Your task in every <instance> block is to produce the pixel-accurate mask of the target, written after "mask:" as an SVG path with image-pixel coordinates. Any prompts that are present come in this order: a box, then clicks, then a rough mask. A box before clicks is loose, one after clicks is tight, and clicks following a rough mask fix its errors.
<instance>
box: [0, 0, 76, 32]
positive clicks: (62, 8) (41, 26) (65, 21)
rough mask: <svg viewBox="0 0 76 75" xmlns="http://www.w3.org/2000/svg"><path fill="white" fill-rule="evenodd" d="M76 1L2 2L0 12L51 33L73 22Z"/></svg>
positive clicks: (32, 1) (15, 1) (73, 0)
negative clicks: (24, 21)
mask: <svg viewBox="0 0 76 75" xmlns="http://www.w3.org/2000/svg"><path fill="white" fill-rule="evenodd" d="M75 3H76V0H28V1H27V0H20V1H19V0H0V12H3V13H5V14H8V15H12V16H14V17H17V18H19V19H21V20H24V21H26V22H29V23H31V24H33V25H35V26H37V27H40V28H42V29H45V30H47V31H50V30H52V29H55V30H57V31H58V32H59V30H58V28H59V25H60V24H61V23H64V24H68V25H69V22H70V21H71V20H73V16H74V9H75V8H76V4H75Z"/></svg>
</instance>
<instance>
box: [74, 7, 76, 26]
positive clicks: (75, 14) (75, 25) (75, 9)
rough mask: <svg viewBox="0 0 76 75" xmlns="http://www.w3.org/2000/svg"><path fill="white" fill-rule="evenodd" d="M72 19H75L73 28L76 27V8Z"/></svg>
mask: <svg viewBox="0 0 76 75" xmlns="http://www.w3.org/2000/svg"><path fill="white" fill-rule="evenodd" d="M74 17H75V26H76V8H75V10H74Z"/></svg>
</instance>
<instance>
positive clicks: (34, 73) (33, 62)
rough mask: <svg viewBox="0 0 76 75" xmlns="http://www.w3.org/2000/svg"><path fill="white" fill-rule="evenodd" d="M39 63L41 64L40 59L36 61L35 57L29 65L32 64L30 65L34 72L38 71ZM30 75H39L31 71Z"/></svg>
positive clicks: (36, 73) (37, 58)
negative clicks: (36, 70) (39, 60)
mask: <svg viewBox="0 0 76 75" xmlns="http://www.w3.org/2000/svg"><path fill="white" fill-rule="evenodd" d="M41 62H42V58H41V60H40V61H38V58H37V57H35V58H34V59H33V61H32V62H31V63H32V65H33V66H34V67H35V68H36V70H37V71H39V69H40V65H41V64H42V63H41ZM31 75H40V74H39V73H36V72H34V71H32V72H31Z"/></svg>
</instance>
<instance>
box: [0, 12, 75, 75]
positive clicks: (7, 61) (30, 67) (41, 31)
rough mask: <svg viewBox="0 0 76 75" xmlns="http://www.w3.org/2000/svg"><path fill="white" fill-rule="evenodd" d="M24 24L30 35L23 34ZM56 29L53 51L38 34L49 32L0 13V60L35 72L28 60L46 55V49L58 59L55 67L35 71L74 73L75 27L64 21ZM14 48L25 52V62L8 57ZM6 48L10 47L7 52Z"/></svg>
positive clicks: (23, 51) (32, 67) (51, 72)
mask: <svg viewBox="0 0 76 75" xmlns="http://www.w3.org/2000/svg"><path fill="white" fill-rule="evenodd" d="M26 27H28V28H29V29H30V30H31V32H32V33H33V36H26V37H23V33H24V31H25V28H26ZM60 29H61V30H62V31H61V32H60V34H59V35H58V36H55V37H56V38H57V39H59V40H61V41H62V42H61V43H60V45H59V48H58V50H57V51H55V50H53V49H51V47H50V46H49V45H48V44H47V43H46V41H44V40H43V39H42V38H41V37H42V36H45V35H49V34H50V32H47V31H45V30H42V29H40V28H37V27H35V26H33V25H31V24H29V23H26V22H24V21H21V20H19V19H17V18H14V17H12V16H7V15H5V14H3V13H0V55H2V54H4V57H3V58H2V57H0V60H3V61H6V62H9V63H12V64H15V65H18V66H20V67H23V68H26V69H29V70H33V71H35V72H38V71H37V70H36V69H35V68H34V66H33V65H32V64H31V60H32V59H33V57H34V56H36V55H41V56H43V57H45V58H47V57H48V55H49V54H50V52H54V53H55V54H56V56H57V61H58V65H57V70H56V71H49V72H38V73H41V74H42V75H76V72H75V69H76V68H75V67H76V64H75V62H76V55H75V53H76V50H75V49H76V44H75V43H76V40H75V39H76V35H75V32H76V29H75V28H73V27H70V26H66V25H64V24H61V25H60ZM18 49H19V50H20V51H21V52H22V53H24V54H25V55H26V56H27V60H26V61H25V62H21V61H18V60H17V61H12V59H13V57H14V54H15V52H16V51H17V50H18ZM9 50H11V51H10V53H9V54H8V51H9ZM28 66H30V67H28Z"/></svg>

■ Problem details
Can you repeat the data above with every "rough mask" renamed to "coarse mask" and nothing else changed?

■ Reply
Your task in every <instance> block is to produce the pixel-accurate mask of the target, written after "mask:" as an SVG path with image-pixel coordinates. Any prompts that are present come in this order: a box, then clicks, then a coarse mask. A box before clicks is loose, one after clicks is tight, and clicks following a coarse mask fix its errors.
<instance>
box: [0, 0, 76, 32]
positive clicks: (62, 8) (41, 26) (65, 21)
coarse mask: <svg viewBox="0 0 76 75" xmlns="http://www.w3.org/2000/svg"><path fill="white" fill-rule="evenodd" d="M76 1L2 2L0 12L51 33L73 22Z"/></svg>
positive clicks: (32, 1) (15, 1) (73, 0)
negative clicks: (24, 21)
mask: <svg viewBox="0 0 76 75" xmlns="http://www.w3.org/2000/svg"><path fill="white" fill-rule="evenodd" d="M75 3H76V0H28V1H27V0H20V1H19V0H0V12H3V13H5V14H8V15H12V16H14V17H17V18H19V19H21V20H24V21H26V22H29V23H31V24H33V25H35V26H37V27H40V28H42V29H45V30H47V31H50V30H52V29H55V30H57V31H58V32H59V30H58V28H59V25H60V24H61V23H64V24H68V25H69V22H70V21H71V20H73V16H74V9H75V8H76V4H75Z"/></svg>
</instance>
<instance>
box: [74, 7, 76, 26]
positive clicks: (75, 14) (75, 25) (75, 9)
coarse mask: <svg viewBox="0 0 76 75" xmlns="http://www.w3.org/2000/svg"><path fill="white" fill-rule="evenodd" d="M72 19H75L73 28L76 27V8Z"/></svg>
mask: <svg viewBox="0 0 76 75" xmlns="http://www.w3.org/2000/svg"><path fill="white" fill-rule="evenodd" d="M74 17H75V26H76V8H75V10H74Z"/></svg>
</instance>
<instance>
positive clicks: (34, 73) (33, 62)
coarse mask: <svg viewBox="0 0 76 75" xmlns="http://www.w3.org/2000/svg"><path fill="white" fill-rule="evenodd" d="M39 63L41 64L40 59L36 61L35 57L29 65L32 64L30 65L34 72L38 71ZM30 75H39L31 71Z"/></svg>
positive clicks: (36, 73) (37, 58)
negative clicks: (36, 70) (39, 60)
mask: <svg viewBox="0 0 76 75" xmlns="http://www.w3.org/2000/svg"><path fill="white" fill-rule="evenodd" d="M41 62H42V58H41V60H40V61H38V58H37V57H35V58H34V59H33V61H32V62H31V63H32V65H33V66H34V67H35V68H36V70H37V71H39V69H40V65H41V64H42V63H41ZM31 75H40V74H39V73H36V72H34V71H32V72H31Z"/></svg>
</instance>
<instance>
box: [0, 12, 75, 75]
positive clicks: (7, 61) (30, 67) (41, 31)
coarse mask: <svg viewBox="0 0 76 75" xmlns="http://www.w3.org/2000/svg"><path fill="white" fill-rule="evenodd" d="M24 24L30 35L23 34ZM56 29L53 51L38 34L49 32L0 13V60L35 72L28 60L46 55V49L58 59L55 67L35 71L74 73L75 27L64 21ZM14 48L25 52V62L8 57ZM6 48L10 47L7 52Z"/></svg>
positive clicks: (23, 51) (32, 67) (51, 72)
mask: <svg viewBox="0 0 76 75" xmlns="http://www.w3.org/2000/svg"><path fill="white" fill-rule="evenodd" d="M26 27H28V28H29V29H30V30H31V32H32V33H33V36H26V37H23V33H24V31H25V28H26ZM60 29H61V30H62V31H61V32H60V34H59V35H58V36H55V37H56V38H57V39H59V40H61V41H62V42H61V43H60V45H59V48H58V50H57V51H55V50H53V49H51V47H50V46H49V45H48V44H47V43H46V41H44V40H43V39H42V38H41V37H42V36H45V35H49V34H50V32H47V31H45V30H42V29H40V28H37V27H35V26H33V25H31V24H29V23H26V22H24V21H21V20H19V19H17V18H14V17H12V16H7V15H5V14H3V13H0V55H2V54H4V57H3V58H2V57H0V60H3V61H6V62H9V63H12V64H15V65H18V66H20V67H23V68H26V69H29V70H33V71H35V72H38V71H37V70H36V69H35V68H34V66H33V65H32V64H31V60H32V59H33V57H34V56H36V55H41V56H43V57H45V58H47V57H48V55H49V54H50V52H54V53H55V54H56V56H57V61H58V65H57V70H56V71H49V72H38V73H41V74H42V75H76V72H75V69H76V68H75V67H76V64H75V62H76V55H75V53H76V50H75V49H76V44H75V43H76V40H75V39H76V35H75V32H76V29H75V28H73V27H70V26H66V25H64V24H61V25H60ZM18 49H19V50H20V51H21V52H22V53H24V54H25V55H26V56H27V60H26V61H25V62H21V61H18V60H17V61H12V59H13V57H14V54H15V52H16V51H17V50H18ZM9 50H11V51H10V53H9V54H8V51H9ZM28 66H30V67H28Z"/></svg>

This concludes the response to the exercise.